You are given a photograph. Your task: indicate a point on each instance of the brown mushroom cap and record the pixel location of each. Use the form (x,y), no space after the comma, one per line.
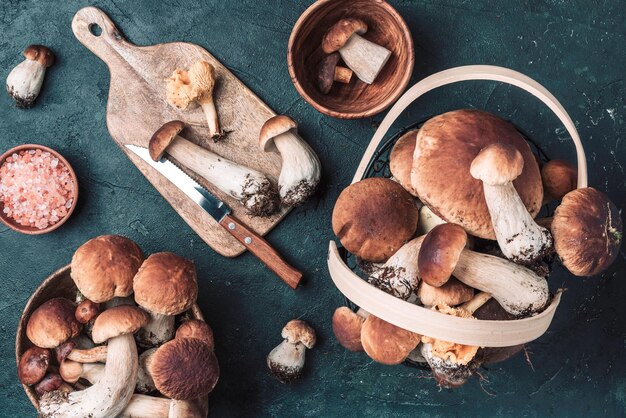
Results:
(53,323)
(385,342)
(273,127)
(559,178)
(119,320)
(33,365)
(104,267)
(163,137)
(340,32)
(166,284)
(440,252)
(195,328)
(184,369)
(445,148)
(347,328)
(374,218)
(401,160)
(587,231)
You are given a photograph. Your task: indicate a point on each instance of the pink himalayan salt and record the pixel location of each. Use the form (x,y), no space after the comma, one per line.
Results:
(36,189)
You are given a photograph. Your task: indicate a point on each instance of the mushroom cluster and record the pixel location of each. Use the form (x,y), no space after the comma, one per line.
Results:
(105,356)
(454,231)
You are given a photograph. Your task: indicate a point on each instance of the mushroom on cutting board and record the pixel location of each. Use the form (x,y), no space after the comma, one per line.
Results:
(250,187)
(519,237)
(363,57)
(301,169)
(286,361)
(166,285)
(587,230)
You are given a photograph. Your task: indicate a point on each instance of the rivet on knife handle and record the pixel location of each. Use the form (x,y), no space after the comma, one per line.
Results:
(262,250)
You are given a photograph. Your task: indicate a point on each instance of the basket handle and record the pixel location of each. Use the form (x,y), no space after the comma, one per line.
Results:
(468,73)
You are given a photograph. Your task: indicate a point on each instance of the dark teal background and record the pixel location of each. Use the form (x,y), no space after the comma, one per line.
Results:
(577,49)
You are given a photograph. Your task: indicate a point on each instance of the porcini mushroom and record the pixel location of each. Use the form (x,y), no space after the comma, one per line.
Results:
(286,360)
(330,72)
(587,231)
(165,285)
(300,172)
(519,237)
(250,187)
(363,57)
(25,80)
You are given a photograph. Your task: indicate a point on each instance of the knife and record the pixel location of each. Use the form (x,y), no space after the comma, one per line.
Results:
(219,211)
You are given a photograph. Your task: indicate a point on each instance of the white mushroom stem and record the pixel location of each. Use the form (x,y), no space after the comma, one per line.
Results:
(252,188)
(363,57)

INSTRUCTION:
Could you reproduce every one of the lines above word for word, omitting the picture?

FULL RESPONSE:
You are given a photograph. Your task: indicate a point on each instance of the brown mushroom cap and record the pixel location of each. Use the form (x,y), no space after the comma, one per line.
Results:
(53,323)
(385,342)
(273,127)
(559,178)
(119,320)
(33,365)
(104,267)
(163,137)
(340,32)
(166,284)
(440,252)
(195,328)
(184,369)
(445,148)
(347,328)
(374,218)
(401,160)
(587,231)
You are given a photograph. Your task: indicate a point on each instance of the pink himalayan salt and record the pixel location of each. Use the form (x,y), no space after the comma, one per line.
Results:
(36,189)
You are given a photograph. Your task: indicate a point on each instance of the mushroom cluster and record the pixel location of each. Use the form (x,y), no space after the comma, one per line.
Results:
(105,356)
(454,231)
You are given a photograph. Your task: indicate a point on each instance of the mushroom on cutting board and record the pixel location of each. Use the form (x,y), no space after the comma, one per line.
Results:
(250,187)
(519,237)
(363,57)
(301,169)
(286,361)
(166,285)
(587,230)
You are given a photograph. Your task: indicate a point on each instance of the rivet on knife handle and record the pixel location of each. Use the form (x,y), no space after the comma, one per line.
Results:
(262,250)
You are given a photograph. Your task: indicate a point on each instance of the basket handle and record the pixel location of each. Use the form (x,y), no space after the comma, one per line.
Results:
(468,73)
You are given a photograph. Your task: indicate a point on each instance of the dark teal background and record the pixel location of each. Use the form (x,y), no space after the comma, one per line.
Results:
(577,49)
You are given a photograph. Your task: indicate a point on each instance of the porcini mushroom and record the pixel location of each. Use the form (x,y), no space after the comma, one per line.
Results:
(286,360)
(330,72)
(587,231)
(165,285)
(300,172)
(519,237)
(250,187)
(363,57)
(25,80)
You are given a photograph. Your task: indicate a point on each instance of the knife and record the pixel location of each. Use the form (x,y), no space after the comma, one per line.
Results:
(219,211)
You are given a photograph. Your task: indicate a point on each instance of the white mushroom stem and record the pixel location of each. Use the form (x,y), no space after the comma, one per line.
Results:
(252,188)
(363,57)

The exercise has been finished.